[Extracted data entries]
----

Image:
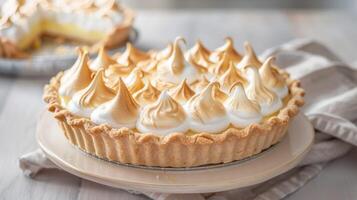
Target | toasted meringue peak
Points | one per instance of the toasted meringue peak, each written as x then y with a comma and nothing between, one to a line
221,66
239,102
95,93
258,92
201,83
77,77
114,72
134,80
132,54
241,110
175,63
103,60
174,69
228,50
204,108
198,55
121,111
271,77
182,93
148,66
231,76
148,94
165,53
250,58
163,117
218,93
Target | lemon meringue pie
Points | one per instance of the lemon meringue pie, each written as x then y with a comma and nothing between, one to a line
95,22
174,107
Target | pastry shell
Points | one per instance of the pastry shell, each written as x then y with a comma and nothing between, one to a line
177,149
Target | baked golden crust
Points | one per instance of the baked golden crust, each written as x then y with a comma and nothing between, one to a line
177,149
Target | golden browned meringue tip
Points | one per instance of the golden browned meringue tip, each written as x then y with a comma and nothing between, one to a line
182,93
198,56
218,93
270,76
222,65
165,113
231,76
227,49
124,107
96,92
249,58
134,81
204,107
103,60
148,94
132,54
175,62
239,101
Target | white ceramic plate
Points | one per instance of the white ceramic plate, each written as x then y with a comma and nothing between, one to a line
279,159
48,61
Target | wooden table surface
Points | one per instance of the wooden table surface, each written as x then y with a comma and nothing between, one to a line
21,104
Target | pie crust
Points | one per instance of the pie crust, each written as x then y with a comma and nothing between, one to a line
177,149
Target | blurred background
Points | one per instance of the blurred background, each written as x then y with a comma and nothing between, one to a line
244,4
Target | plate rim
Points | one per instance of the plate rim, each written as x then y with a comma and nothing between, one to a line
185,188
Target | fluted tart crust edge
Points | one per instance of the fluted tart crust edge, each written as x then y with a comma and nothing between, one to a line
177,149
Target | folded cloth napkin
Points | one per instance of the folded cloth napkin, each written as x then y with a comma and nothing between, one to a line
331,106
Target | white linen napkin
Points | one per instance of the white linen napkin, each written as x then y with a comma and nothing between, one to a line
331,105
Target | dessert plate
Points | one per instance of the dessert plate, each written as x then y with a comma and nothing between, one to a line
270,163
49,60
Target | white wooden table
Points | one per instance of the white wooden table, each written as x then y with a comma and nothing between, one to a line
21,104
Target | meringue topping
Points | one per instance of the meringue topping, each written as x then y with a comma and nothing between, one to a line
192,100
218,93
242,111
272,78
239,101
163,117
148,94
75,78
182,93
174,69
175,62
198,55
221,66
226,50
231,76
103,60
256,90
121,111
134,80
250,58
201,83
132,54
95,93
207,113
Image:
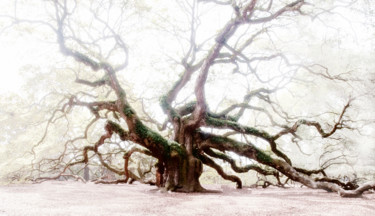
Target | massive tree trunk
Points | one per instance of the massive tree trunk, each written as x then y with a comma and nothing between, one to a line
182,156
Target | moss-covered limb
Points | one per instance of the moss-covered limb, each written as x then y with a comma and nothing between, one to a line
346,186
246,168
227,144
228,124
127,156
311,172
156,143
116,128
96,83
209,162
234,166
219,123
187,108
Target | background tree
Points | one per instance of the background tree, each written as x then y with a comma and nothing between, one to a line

----

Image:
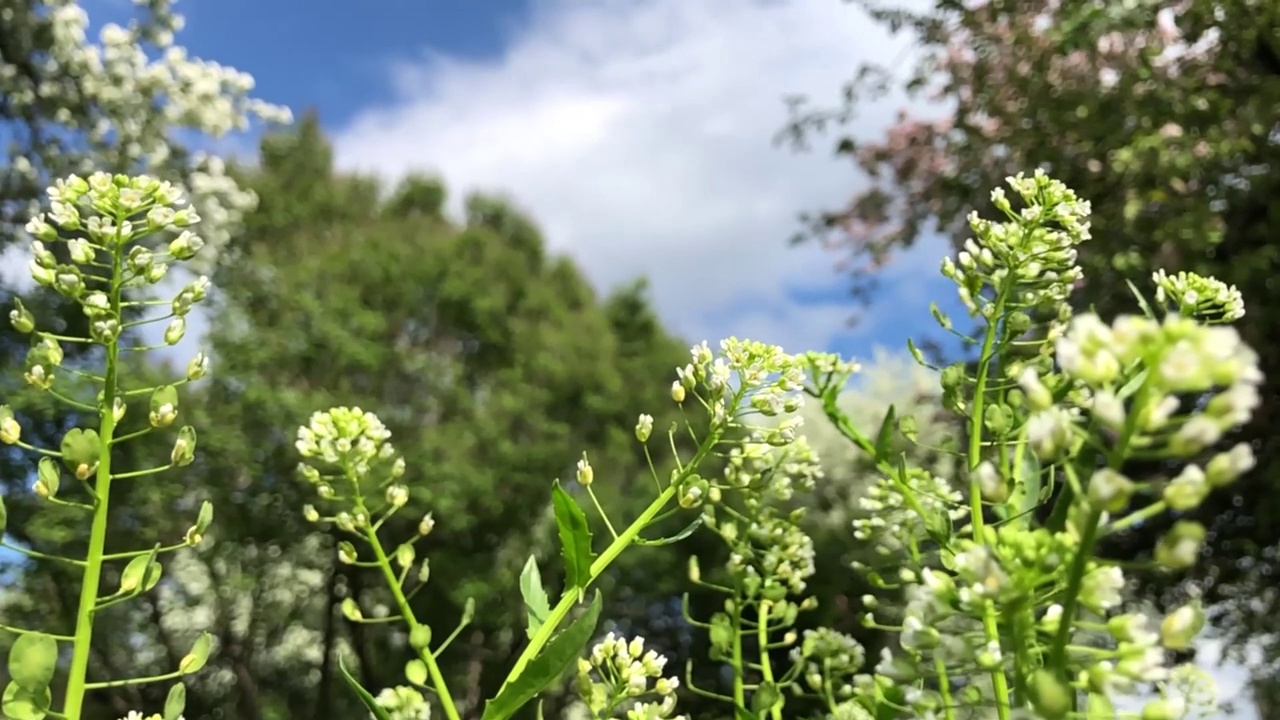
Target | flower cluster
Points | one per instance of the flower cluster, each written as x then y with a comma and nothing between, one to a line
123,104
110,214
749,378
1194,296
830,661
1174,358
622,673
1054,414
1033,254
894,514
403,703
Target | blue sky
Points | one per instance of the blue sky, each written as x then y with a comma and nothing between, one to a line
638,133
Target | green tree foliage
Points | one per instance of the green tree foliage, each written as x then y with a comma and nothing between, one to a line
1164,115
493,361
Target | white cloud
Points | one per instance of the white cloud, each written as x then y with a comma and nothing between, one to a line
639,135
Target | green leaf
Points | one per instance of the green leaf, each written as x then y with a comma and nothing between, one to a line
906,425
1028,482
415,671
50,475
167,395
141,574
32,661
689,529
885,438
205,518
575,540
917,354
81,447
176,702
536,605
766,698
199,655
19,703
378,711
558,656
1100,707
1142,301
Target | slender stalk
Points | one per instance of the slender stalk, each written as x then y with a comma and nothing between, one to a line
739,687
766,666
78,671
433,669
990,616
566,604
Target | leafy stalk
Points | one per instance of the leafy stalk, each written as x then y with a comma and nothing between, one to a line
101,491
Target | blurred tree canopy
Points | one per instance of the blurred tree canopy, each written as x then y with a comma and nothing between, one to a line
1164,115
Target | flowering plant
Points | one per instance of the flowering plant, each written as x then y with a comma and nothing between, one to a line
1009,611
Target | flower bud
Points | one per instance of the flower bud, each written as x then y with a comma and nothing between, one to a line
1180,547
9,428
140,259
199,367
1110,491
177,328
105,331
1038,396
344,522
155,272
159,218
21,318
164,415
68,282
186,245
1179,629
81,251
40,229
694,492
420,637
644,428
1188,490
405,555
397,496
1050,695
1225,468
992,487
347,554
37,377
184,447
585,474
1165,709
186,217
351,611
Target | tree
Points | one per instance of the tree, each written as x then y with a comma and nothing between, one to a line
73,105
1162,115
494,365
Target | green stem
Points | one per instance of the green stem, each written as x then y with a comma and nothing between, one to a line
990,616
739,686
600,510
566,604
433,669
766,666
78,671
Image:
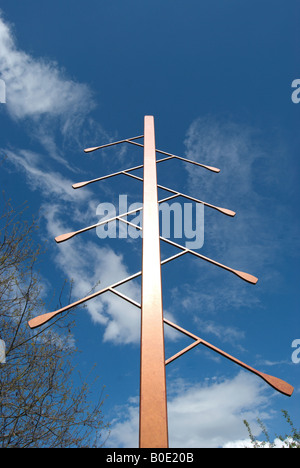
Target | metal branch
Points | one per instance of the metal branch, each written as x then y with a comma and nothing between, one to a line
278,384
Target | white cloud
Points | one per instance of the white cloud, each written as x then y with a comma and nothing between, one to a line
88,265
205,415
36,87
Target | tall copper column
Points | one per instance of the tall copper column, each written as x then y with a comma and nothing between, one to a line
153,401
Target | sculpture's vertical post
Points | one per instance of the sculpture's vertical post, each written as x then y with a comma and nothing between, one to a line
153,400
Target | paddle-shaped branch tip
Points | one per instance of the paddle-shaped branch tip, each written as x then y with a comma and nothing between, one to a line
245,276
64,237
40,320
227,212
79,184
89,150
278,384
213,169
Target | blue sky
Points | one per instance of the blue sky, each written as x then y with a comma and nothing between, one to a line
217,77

----

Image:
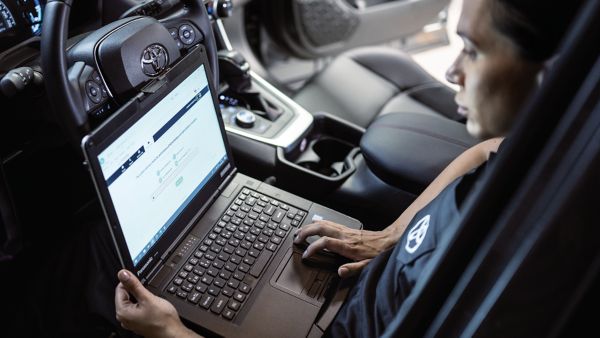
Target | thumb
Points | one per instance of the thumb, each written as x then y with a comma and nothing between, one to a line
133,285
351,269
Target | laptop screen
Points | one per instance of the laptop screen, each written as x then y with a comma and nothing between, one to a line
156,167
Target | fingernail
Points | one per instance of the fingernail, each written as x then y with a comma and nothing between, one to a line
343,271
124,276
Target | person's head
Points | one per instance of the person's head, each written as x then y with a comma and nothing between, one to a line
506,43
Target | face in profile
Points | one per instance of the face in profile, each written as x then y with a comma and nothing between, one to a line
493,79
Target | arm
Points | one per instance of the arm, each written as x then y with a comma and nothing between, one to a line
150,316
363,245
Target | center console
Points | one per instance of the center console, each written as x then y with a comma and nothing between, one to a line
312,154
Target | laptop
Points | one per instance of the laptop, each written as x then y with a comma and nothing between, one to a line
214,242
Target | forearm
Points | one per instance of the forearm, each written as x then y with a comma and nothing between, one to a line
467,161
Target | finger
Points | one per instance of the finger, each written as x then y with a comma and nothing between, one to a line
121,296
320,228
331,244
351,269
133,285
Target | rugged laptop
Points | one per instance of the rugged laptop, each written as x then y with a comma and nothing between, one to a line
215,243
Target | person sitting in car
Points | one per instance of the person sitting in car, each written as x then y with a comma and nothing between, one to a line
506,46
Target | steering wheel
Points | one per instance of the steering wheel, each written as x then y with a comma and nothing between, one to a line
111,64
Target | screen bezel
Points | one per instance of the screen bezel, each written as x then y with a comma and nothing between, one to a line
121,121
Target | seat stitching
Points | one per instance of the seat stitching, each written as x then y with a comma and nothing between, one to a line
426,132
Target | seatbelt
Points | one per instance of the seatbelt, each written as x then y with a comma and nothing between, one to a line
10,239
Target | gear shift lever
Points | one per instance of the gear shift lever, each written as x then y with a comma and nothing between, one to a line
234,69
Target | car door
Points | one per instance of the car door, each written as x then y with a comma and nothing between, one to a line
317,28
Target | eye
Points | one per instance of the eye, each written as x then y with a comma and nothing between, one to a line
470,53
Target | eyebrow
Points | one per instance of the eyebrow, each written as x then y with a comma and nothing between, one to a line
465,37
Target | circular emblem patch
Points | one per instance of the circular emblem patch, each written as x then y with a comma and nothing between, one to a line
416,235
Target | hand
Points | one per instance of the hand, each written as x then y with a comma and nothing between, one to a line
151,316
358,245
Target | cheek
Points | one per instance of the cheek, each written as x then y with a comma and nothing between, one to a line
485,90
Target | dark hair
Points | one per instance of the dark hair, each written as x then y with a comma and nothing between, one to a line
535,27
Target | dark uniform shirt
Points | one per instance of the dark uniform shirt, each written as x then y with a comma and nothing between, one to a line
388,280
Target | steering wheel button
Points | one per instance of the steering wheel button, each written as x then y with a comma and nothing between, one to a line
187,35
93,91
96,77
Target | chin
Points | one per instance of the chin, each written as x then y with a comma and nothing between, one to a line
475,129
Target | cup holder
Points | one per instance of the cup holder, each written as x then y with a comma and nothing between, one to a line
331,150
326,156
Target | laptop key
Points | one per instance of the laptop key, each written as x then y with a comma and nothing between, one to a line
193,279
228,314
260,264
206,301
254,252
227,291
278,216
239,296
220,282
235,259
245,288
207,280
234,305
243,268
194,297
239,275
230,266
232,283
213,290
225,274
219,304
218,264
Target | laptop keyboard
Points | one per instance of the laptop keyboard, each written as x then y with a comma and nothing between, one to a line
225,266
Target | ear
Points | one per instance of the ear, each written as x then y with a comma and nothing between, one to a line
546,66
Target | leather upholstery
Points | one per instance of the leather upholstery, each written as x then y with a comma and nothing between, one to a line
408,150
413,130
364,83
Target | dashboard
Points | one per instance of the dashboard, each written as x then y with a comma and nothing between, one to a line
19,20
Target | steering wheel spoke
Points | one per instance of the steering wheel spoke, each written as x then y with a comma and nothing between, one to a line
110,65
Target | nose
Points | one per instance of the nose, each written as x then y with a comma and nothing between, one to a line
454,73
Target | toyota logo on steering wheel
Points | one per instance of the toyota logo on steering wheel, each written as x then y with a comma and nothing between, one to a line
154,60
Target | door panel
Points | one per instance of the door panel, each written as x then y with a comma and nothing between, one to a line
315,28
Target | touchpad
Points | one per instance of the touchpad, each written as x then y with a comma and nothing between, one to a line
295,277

----

--- Your instructions ---
Output the lines of the records above exactly as they appear, from the line containing "Target | toyota logo on steering wheel" through the line containing "Target | door panel".

--- Task output ---
Target | toyota logo on steering wheel
Points | one per instance of the toyota logo on steering wheel, each written as x then y with a comma and nothing between, one to a line
154,60
Target | door panel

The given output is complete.